**Text block**
We all know from the ancient Oriental story of the six blind men and the elephant that how we perceive something determines our understanding of it and, by implication, our response to it. With that in mind, the U.S. military must shift from a regional to a global view of our security environment in order to understand and respond better. In the past, America's security needs were served adequately by having its uniformed leaders in Washington maintain the global vision, while the majority of U.S. military organizations maintained a regional or functional focus. However, to provide effectively for the nation's defense in the twenty-first century, we must all come to understand and appreciate the global perspective.

Examining trends in the global security environment and the ways in which the U.S. military has organized to deal with past challenges provides the foundation for understanding the implications for America's armed forces today, as we transform our military into one that is ready to provide effective missile defense, information operations (IO), space operations, and other capabilities that do not respect our traditional regional boundaries.


During the last decade of the twentieth century, we witnessed dramatic shifts in the global security environment. Revolutionary technological advances and monumental political changes rendered our world safer in some ways, though less predictable and arguably less stable. While students of international affairs have debated the broader meaning and impact of globalization, defense professionals have worked to understand the security implications of these global trends.

Technological changes since 1990 have occurred at an extraordinary pace. Consider for a moment where you were and what you were doing as the Berlin Wall came down. How many people at that time owned a cellular phone or a personal computer, had logged onto the Internet, or knew what a global positioning satellite system was? Whereas television news coverage of the Vietnam War took thirty-six to forty-eight hours to reach American viewers, stories of the Gulf War were broadcast around the world instantaneously. During the Gulf War, the Cable News Network was unique in providing continuous coverage of global news. Now, several major networks in the United States provide coverage of global events as they happen, twenty-four hours a day, seven days a week, 65 days a year-not to mention the variety of international news programs produced and broadcast by foreign broadcast corporations. Al-Jazeera provides programming that shapes perceptions of the United States in much of the Arabic-speaking world. Imagery satellites capable of better than one-meter resolution were the sole purview of superpowers but are now operated by companies in the United States and Europe for the benefit of whoever is willing to pay for the images. In August 2002, commercial satellite images of airfields in the Horn of Africa were broadcast around the world, allegedly showing potential staging areas for attacks against Iraq. For those who missed the news, the satellite photographs were available on the Internet.

**Brief**
Can you continue the passage on the U.S. military's global view of security, picking up after its last sentence?

**Collected material**
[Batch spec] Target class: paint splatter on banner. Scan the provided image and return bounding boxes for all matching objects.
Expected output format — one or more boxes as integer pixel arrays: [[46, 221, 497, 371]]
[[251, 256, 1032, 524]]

**Solved problem**
The political changes in the 1990s were no less staggering. As a fighter pilot, I spent the first twenty-five years of my Air Force career studying Soviet fighter aircraft that NATO would have had to confront in deadly combat if the Cold War ever heated up. Now Soviet fighters that could be seen in the West only in classified photos are performing at air shows over America's heartland. Today, officers from the former Soviet Union pursue professional military education at our staff colleges and war colleges, and three former Warsaw Pact states have joined NATO. The end of the Cold War lowered the threat of nuclear Armageddon and brought an end to many of the proxy wars through which the two sides struggled to exert their influence. But the Cold War imposed on international affairs a certain element of stability and predictability that no longer exists. There is an alarming number of customers-including states and nonstate actors-seeking to acquire weapons of mass destruction and the means to deliver them, including long-range ballistic missiles. In short, the technological and political changes that have improved our quality of life and brought us all closer together can also be perverted to empower those who would do us harm.


As we chart our way ahead, we do not begin with a clean sheet of paper. We must first understand how we arrived at our current way of organizing for national security if we are to understand why we are better off organizing functionally or globally for some mission areas rather than relying entirely on regional combatant commands. At the same time, we should appreciate, not abandon, the value of regional expertise in implementing our national security strategy and national military strategy.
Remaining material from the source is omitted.